◆ **What to do**: Restate the listing below with no word altered.

◆ **Material for this exercise**:
□ □ □ □ □

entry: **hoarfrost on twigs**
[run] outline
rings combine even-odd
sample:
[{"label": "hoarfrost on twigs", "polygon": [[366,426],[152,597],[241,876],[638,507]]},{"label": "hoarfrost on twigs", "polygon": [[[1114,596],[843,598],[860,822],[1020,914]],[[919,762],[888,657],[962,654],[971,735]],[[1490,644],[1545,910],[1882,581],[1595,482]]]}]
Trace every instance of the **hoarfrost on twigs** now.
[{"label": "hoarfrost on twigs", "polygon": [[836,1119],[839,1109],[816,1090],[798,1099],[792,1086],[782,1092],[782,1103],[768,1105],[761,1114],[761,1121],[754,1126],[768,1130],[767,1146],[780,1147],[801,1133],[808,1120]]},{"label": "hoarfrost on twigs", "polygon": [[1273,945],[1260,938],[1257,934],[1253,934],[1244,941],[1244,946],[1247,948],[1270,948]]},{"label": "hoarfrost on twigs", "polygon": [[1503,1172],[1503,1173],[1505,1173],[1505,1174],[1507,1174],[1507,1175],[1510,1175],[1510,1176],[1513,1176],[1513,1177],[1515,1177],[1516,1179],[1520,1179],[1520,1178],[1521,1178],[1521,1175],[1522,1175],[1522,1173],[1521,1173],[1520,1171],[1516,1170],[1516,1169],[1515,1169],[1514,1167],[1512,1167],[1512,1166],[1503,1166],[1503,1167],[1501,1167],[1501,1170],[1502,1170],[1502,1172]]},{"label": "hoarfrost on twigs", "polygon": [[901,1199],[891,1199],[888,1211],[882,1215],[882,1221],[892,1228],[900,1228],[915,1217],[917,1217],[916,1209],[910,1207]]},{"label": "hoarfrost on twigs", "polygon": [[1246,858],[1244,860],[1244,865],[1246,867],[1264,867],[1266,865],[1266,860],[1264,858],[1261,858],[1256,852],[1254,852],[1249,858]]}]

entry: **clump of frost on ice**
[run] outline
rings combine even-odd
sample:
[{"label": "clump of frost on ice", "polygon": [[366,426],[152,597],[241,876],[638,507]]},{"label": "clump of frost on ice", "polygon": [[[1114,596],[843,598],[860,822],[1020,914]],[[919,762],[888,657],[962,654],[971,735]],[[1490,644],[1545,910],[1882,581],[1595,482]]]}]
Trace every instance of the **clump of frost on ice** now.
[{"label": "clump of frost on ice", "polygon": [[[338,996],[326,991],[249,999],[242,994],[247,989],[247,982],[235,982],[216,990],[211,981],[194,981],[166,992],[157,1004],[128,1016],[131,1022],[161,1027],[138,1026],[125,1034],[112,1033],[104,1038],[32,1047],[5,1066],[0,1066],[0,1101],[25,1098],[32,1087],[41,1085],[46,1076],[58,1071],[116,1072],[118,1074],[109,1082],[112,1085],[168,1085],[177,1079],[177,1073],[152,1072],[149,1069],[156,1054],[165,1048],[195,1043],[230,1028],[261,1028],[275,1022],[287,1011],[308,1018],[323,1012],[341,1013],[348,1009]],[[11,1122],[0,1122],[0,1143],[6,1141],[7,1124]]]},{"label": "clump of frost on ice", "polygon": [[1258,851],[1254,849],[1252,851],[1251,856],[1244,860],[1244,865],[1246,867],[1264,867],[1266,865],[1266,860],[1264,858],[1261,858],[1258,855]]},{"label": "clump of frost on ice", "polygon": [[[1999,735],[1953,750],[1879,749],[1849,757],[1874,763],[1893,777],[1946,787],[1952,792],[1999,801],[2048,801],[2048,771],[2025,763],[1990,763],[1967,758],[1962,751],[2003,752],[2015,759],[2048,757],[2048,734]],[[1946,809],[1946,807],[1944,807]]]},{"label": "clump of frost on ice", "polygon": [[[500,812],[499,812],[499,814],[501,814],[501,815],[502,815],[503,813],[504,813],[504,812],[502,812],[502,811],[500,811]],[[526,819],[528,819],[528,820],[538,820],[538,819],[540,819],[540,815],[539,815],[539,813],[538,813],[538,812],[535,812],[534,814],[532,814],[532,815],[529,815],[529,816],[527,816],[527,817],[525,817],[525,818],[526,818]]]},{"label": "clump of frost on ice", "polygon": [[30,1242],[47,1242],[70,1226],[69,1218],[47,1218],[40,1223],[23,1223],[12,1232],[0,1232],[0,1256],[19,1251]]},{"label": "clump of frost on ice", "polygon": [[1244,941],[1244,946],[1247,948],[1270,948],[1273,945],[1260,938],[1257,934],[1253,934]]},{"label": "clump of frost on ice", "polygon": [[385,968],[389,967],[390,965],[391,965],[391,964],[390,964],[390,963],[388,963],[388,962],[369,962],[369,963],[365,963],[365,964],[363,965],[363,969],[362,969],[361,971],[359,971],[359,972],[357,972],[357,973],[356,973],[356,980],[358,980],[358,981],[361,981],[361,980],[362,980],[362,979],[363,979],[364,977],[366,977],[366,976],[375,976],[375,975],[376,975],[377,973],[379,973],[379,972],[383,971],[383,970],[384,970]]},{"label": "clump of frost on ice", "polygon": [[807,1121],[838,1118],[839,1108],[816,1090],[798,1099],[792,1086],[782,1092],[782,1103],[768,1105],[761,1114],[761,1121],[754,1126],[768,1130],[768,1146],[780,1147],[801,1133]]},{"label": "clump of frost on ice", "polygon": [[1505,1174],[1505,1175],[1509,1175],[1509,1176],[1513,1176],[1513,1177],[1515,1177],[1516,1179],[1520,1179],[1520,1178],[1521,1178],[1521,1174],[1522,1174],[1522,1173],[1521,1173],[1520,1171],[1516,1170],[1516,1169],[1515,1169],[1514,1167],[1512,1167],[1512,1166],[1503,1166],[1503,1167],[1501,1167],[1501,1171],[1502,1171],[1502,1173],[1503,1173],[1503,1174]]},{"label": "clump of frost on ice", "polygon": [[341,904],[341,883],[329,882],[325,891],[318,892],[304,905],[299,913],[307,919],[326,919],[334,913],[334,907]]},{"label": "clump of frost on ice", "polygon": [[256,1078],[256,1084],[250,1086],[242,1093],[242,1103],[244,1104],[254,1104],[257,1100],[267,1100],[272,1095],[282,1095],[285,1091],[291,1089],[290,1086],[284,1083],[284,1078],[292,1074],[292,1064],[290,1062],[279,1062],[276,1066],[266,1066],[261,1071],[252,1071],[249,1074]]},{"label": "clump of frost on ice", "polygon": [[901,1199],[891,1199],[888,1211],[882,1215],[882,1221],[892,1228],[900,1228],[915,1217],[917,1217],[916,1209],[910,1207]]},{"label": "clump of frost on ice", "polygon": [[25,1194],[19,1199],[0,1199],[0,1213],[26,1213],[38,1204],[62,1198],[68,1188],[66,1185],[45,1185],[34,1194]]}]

□ □ □ □ □

◆ **Response area**:
entry: **hoarfrost on twigs**
[run] outline
rings combine even-odd
sample:
[{"label": "hoarfrost on twigs", "polygon": [[366,426],[152,597],[241,876],[638,507]]},{"label": "hoarfrost on twigs", "polygon": [[[1114,596],[843,598],[860,822],[1020,914]],[[919,762],[888,657],[962,654],[971,735]],[[1490,644],[1545,910],[1882,581],[1595,482]]]}]
Trace every instance of the **hoarfrost on twigs** now.
[{"label": "hoarfrost on twigs", "polygon": [[836,1119],[839,1109],[816,1090],[798,1099],[792,1086],[782,1092],[782,1103],[768,1105],[761,1114],[761,1121],[754,1126],[768,1130],[767,1146],[780,1147],[801,1133],[808,1120]]},{"label": "hoarfrost on twigs", "polygon": [[1273,945],[1260,938],[1257,934],[1253,934],[1244,941],[1244,946],[1247,948],[1270,948]]},{"label": "hoarfrost on twigs", "polygon": [[1503,1172],[1503,1173],[1505,1173],[1505,1174],[1507,1174],[1507,1175],[1510,1175],[1510,1176],[1513,1176],[1513,1177],[1515,1177],[1516,1179],[1520,1179],[1520,1178],[1521,1178],[1521,1175],[1522,1175],[1522,1173],[1521,1173],[1520,1171],[1516,1170],[1516,1169],[1515,1169],[1514,1167],[1512,1167],[1512,1166],[1503,1166],[1503,1167],[1501,1167],[1501,1170],[1502,1170],[1502,1172]]},{"label": "hoarfrost on twigs", "polygon": [[901,1199],[891,1199],[888,1211],[882,1215],[882,1221],[892,1228],[900,1228],[915,1217],[917,1217],[916,1209],[910,1207]]},{"label": "hoarfrost on twigs", "polygon": [[1246,858],[1244,860],[1244,865],[1246,867],[1264,867],[1266,865],[1266,860],[1264,858],[1261,858],[1256,852],[1254,852],[1249,858]]}]

entry: **clump of frost on ice**
[run] outline
rings combine even-odd
sample:
[{"label": "clump of frost on ice", "polygon": [[366,426],[152,597],[241,876],[638,507]]},{"label": "clump of frost on ice", "polygon": [[[1114,596],[843,598],[860,822],[1020,914]],[[919,762],[888,657],[962,654],[971,735]],[[1490,644],[1545,910],[1882,581],[1595,482]]]}]
Trace every instance of the **clump of frost on ice** now.
[{"label": "clump of frost on ice", "polygon": [[[338,996],[326,991],[249,999],[242,994],[247,989],[247,982],[235,982],[216,990],[211,981],[194,981],[166,992],[157,1004],[128,1016],[131,1022],[161,1027],[138,1026],[125,1034],[112,1033],[104,1038],[32,1047],[5,1066],[0,1066],[0,1101],[25,1098],[32,1087],[41,1085],[46,1076],[58,1071],[116,1072],[118,1074],[109,1082],[112,1085],[168,1085],[177,1079],[177,1073],[152,1072],[149,1069],[156,1054],[165,1048],[195,1043],[230,1028],[261,1028],[275,1022],[287,1011],[308,1018],[323,1012],[341,1013],[348,1009]],[[11,1122],[0,1122],[0,1143],[6,1141],[7,1124]]]},{"label": "clump of frost on ice", "polygon": [[1258,851],[1254,849],[1252,851],[1251,856],[1244,860],[1244,865],[1246,867],[1264,867],[1266,865],[1266,860],[1264,858],[1261,858],[1258,855]]},{"label": "clump of frost on ice", "polygon": [[[1999,735],[1953,750],[1879,749],[1849,757],[1874,763],[1893,777],[1946,787],[1952,792],[1999,801],[2048,801],[2048,771],[2025,763],[1990,763],[1967,758],[1962,751],[2003,752],[2015,759],[2048,757],[2048,734]],[[1946,809],[1946,807],[1944,807]]]},{"label": "clump of frost on ice", "polygon": [[[500,812],[499,812],[499,814],[501,814],[501,815],[502,815],[503,813],[504,813],[504,812],[502,812],[502,811],[500,811]],[[526,819],[528,819],[528,820],[538,820],[538,819],[540,819],[540,815],[539,815],[539,813],[538,813],[538,812],[535,812],[534,814],[532,814],[532,815],[529,815],[529,816],[527,816],[527,817],[525,817],[525,818],[526,818]]]},{"label": "clump of frost on ice", "polygon": [[30,1242],[47,1242],[70,1226],[69,1218],[47,1218],[40,1223],[23,1223],[12,1232],[0,1232],[0,1256],[19,1251]]},{"label": "clump of frost on ice", "polygon": [[1244,941],[1244,946],[1247,948],[1270,948],[1273,945],[1260,938],[1257,934],[1253,934]]},{"label": "clump of frost on ice", "polygon": [[385,968],[389,967],[390,965],[391,965],[391,964],[390,964],[390,963],[388,963],[388,962],[369,962],[369,963],[365,963],[365,964],[363,965],[363,969],[362,969],[361,971],[359,971],[359,972],[357,972],[357,973],[356,973],[356,980],[358,980],[358,981],[361,981],[361,980],[362,980],[362,979],[363,979],[364,977],[366,977],[366,976],[375,976],[375,975],[376,975],[377,973],[379,973],[379,972],[383,971],[383,970],[384,970]]},{"label": "clump of frost on ice", "polygon": [[807,1121],[838,1118],[839,1108],[816,1090],[798,1099],[792,1086],[782,1092],[782,1103],[768,1105],[761,1114],[761,1121],[754,1126],[768,1130],[768,1146],[780,1147],[801,1133]]},{"label": "clump of frost on ice", "polygon": [[1505,1174],[1505,1175],[1509,1175],[1509,1176],[1513,1176],[1513,1177],[1515,1177],[1516,1179],[1520,1179],[1520,1178],[1521,1178],[1521,1174],[1522,1174],[1522,1173],[1521,1173],[1520,1171],[1516,1170],[1516,1169],[1515,1169],[1514,1167],[1512,1167],[1512,1166],[1503,1166],[1503,1167],[1501,1167],[1501,1171],[1502,1171],[1502,1173],[1503,1173],[1503,1174]]},{"label": "clump of frost on ice", "polygon": [[341,904],[341,883],[329,882],[325,891],[318,892],[304,905],[299,913],[307,919],[326,919],[334,913],[334,907]]},{"label": "clump of frost on ice", "polygon": [[256,1078],[256,1084],[250,1086],[242,1093],[242,1103],[244,1104],[254,1104],[257,1100],[267,1100],[272,1095],[282,1095],[285,1091],[291,1089],[290,1086],[284,1083],[284,1078],[292,1074],[292,1064],[290,1062],[279,1062],[276,1066],[266,1066],[261,1071],[252,1071],[249,1074]]},{"label": "clump of frost on ice", "polygon": [[901,1199],[891,1199],[888,1211],[882,1215],[882,1221],[892,1228],[900,1228],[915,1217],[917,1217],[916,1209],[910,1207]]},{"label": "clump of frost on ice", "polygon": [[25,1194],[19,1199],[0,1199],[0,1213],[26,1213],[38,1204],[62,1198],[68,1188],[66,1185],[45,1185],[34,1194]]}]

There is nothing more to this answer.